- **Instructions for the task**
Could you continue the news report on the M23 rebels' pullout from Goma, starting after its last paragraph?

- **Extract provided**

^^^^

Sunday, 2 December 2012

Some Congo M23 rebels resisting Goma pullout deal: spokesman

GOMA, Democratic Republic of Congo (Reuters) - A reluctance of some rank and file fighters in Congo's M23 rebel movement to withdraw from the eastern border city of Goma is complicating a deal their commanders agreed with regional governments, a rebel spokesman said on Friday.

A rebel pullback from Goma, seized by M23 from fleeing United Nations-backed government forces on November 20, would signal some progress in international efforts to halt the eight-month-old insurgency in eastern Democratic Republic of Congo.

Goma is an important hub in Congo's eastern borderlands which have suffered years of recurring conflict stoked by long-standing ethnic and political enmities and fighting over the region's rich resources of gold, tin, tungsten and coltan. The latter is a precious metal used to make mobile phones.

Rebel leaders, who have declared their intention to fight to topple President Joseph Kabila, said earlier this week they would vacate Goma and other captured positions west and south of the North Kivu provincial capital.

This was in line with a deal announced last weekend by heads of states of the Great Lakes region, which includes Congo.

In rebel-held Sake, 30 km (18 miles) west of Goma, M23 soldiers were coming down from the hills on Friday in anticipation of a planned withdrawal later in the day.

In Goma itself, groups of camouflage-clad M23 fighters could still be seen, standing around street corners or brandishing their weapons from the back of pick-up trucks.

M23 deputy spokesman Amani Kabasha told Reuters some of the group's young combatants did not understand why they had to surrender a city captured after their offensive in the lush green hills that straddle the Congo-Rwanda border.

"We took this town by blood so it is not easy to convince them to leave. They do not understand it," Kabasha said.

Rebel spokesmen had said the withdrawal from Goma, due to be supervised by defense chiefs from neighboring countries, would take place on Friday but there were indications it would take longer to complete.

"M23 is going," one of the foreign military observers, Ugandan General Geoffrey Muheesi, told reporters. But he said the rebel pullback could take until Saturday morning.

"We are being told to pull out and we are pulling out," Kabasha said. M23 fighters have been carrying off large amounts of weapons and munitions abandoned by the government army.

In a sign that Congolese authorities intended to reassert their control over Goma after the rebel withdrawal, 300 policemen arrived by ferry at Goma's port on Lake Kivu on Friday and then fanned out around the city. Some of them were armed with AK-47 automatic rifles, a Reuters photographer said.

^^^^

- **Stored data**
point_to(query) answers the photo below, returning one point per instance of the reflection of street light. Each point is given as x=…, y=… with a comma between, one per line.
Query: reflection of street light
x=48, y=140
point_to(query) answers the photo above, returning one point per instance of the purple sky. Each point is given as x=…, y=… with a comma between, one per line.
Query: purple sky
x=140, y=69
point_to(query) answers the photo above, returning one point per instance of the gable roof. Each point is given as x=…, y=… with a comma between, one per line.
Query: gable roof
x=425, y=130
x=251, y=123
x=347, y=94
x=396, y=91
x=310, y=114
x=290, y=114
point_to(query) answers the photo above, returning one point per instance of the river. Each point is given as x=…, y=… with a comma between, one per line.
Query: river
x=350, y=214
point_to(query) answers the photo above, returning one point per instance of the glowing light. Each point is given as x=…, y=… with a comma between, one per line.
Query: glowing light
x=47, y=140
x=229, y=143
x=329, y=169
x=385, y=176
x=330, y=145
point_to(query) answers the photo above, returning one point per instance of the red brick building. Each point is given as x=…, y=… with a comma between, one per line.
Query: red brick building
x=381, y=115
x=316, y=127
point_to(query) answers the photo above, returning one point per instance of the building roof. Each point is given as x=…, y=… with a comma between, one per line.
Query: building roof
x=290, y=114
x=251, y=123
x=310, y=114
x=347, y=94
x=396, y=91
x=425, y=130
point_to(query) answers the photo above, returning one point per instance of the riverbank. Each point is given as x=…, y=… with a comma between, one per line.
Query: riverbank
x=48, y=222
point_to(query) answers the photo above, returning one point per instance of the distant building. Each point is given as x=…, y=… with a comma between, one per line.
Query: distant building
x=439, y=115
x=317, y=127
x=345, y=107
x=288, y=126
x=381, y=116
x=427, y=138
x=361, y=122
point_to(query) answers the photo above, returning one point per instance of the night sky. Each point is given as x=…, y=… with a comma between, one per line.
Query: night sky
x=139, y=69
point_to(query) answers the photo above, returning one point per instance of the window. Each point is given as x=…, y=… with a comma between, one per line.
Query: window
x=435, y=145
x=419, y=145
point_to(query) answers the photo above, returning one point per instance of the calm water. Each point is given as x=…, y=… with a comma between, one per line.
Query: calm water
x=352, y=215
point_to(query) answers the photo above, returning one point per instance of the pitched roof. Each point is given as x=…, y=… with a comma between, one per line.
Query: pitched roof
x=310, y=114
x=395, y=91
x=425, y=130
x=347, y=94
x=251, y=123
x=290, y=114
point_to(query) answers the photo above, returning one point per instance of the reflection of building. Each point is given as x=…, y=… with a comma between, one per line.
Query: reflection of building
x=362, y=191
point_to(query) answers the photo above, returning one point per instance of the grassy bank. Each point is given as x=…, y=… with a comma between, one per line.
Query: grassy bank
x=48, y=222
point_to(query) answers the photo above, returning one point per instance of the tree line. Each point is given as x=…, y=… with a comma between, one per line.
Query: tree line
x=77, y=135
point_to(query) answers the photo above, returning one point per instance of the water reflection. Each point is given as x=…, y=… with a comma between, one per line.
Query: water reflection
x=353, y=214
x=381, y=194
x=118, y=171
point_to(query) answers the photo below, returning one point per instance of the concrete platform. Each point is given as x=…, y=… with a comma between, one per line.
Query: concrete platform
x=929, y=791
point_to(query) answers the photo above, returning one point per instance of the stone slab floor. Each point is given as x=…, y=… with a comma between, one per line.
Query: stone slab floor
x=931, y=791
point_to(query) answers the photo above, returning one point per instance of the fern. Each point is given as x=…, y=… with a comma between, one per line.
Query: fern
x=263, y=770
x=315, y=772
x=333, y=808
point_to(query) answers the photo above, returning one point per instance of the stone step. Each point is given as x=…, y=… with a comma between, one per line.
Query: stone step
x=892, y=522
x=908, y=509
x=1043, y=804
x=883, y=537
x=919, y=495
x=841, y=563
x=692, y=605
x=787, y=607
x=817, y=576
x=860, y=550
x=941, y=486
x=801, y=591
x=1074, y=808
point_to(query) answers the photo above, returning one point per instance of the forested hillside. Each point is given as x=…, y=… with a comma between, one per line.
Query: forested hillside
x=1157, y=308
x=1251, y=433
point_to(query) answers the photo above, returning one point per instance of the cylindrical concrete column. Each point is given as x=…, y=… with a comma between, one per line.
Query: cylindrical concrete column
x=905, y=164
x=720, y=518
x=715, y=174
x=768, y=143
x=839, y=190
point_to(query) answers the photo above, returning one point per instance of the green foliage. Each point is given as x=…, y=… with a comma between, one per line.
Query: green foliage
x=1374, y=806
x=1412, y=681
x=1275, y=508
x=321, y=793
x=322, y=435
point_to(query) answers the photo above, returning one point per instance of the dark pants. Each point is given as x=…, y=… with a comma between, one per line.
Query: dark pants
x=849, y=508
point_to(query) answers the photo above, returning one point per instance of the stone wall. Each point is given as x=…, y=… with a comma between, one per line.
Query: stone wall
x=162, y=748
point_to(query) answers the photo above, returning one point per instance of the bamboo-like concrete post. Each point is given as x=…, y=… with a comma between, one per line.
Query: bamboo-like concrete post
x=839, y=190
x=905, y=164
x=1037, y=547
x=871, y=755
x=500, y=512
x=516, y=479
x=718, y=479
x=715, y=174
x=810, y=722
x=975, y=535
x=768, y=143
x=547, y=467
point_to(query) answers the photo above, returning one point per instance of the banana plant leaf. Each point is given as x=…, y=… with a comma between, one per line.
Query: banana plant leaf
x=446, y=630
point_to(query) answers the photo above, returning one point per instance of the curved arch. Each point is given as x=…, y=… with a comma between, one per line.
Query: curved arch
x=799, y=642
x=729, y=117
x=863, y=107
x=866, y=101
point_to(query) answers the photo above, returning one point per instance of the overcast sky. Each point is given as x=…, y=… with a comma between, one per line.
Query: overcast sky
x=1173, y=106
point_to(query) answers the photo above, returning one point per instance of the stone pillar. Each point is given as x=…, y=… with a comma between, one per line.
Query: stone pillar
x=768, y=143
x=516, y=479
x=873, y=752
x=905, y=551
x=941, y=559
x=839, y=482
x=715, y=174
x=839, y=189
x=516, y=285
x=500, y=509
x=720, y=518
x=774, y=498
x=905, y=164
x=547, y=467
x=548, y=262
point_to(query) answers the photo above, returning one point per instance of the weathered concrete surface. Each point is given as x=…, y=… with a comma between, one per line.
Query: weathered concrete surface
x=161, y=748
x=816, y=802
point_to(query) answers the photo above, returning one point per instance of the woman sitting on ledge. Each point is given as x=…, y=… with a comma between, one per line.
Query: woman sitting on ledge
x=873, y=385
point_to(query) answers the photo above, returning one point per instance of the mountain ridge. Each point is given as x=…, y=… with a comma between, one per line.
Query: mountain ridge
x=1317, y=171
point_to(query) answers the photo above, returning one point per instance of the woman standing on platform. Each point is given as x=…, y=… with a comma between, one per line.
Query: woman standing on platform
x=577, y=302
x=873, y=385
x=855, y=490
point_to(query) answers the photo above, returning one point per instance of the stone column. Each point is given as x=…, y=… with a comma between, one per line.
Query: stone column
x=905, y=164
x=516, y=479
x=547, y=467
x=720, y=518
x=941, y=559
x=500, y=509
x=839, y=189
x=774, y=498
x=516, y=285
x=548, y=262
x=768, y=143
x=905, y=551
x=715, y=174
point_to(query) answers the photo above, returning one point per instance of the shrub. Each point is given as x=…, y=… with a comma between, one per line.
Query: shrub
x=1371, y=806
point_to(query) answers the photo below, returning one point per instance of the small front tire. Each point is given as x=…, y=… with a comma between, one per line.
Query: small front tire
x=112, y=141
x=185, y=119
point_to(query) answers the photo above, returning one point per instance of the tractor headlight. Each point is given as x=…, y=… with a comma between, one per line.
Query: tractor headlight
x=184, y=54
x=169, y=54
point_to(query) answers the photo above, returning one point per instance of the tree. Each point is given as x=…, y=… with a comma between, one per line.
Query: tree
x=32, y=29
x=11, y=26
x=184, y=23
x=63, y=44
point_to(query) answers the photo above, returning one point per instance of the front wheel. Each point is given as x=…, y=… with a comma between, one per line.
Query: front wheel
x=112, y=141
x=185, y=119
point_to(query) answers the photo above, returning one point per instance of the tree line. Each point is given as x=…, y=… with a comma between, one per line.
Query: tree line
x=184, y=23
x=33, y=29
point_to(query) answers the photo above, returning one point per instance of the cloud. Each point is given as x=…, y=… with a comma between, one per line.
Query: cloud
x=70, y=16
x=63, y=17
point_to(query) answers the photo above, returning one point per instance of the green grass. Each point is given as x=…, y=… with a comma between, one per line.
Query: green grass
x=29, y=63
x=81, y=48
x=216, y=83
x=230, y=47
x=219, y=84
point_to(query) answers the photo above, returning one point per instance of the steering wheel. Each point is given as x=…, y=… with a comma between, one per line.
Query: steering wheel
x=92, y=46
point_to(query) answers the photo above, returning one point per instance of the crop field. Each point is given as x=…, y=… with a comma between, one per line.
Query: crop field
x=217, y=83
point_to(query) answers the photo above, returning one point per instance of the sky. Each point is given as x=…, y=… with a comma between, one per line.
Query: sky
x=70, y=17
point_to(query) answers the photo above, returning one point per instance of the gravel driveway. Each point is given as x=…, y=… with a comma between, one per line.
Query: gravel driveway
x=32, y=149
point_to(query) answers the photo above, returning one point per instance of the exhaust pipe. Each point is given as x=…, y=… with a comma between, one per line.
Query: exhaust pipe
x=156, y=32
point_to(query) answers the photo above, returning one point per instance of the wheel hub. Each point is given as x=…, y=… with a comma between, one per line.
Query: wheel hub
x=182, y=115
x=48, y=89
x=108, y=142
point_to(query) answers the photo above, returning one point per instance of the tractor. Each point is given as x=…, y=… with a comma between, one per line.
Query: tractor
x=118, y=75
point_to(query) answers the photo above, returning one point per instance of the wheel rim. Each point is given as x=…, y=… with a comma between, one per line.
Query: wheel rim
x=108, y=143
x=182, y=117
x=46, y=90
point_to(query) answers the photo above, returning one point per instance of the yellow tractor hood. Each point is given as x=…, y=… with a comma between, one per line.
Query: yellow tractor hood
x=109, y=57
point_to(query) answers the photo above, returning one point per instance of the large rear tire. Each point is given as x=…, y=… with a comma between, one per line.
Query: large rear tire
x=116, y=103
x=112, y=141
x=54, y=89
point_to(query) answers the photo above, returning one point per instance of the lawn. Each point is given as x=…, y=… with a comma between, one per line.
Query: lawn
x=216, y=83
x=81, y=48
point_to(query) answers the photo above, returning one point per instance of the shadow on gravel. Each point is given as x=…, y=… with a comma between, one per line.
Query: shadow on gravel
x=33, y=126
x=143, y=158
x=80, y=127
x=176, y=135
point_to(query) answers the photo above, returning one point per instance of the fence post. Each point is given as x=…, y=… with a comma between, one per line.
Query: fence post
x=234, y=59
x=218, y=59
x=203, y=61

^^^^

- **Your response**
"CREDIBLE REPORTS" OF RWANDAN INVOLVEMENT

U.N. experts and Congo have accused the government and military of neighboring Rwanda of supporting, supplying and directing the M23 rebellion, a charge furiously denied by Rwandan President Paul Kagame.

But in the face of the evidence supplied by the U.N. experts, the Rwandan denials have not convinced Western donors, a number of whom have frozen aid to Kigali.

In the latest move, Britain said on Friday it was withholding 21 million pounds ($33.68 million) of budget support to Rwanda. It has been Rwanda's biggest bilateral aid donor.

"The (British) government has already set out its concerns over credible and compelling reports of Rwandan involvement with M23 in DRC," British International Development Secretary Justine Greening said in a statement.

She said London would work with Congo and Rwanda for a lasting solution to the latest conflict in the war-scarred eastern Congo region, which has displaced thousands of civilians, creating a fresh humanitarian crisis.

President Kabila, who faces resistance from within his own military to a peace with the rebels, has said he is ready to listen to the insurgents' grievances, if they leave Goma.

But M23's Kabasha expressed skepticism about the president's offer. "But what about Kabila? He has said he won't negotiate and the (M23) soldiers hear this on the radio and wonder why they must leave," he said.

The rebels said initially they took up arms over what they cited as the government's failure to respect a March 23, 2009, peace agreement that envisaged their integration into the army.

They have since broadened the scope of their movement, declaring their aim to "liberate" the entire, giant Central African nation and oust Kabila.

On Thursday, Congo's new head of land forces, Lieutenant-General Francois Olenga, said only war could end the rebellion in the east by the Tutsi-led insurgents.

His comments indicated that some senior Congolese commanders would prefer to see a military solution against the rebels, a position which could further impede peace efforts.

Humanitarian agencies say more than 5 million people have died from conflict, hunger or disease in Congo since 1998.

Rwanda has twice invaded its western neighbor Congo over the past two decades, at one point sparking a conflict dubbed "Africa's World War" that drew in several countries.

It has justified its interventions by arguing it was forced to act against hostile Rwandan Hutu fighters who fled to Congo after the 1994 Rwandan genocide that saw 800,000 Tutsis and moderate Hutus killed by Hutu soldiers and militia.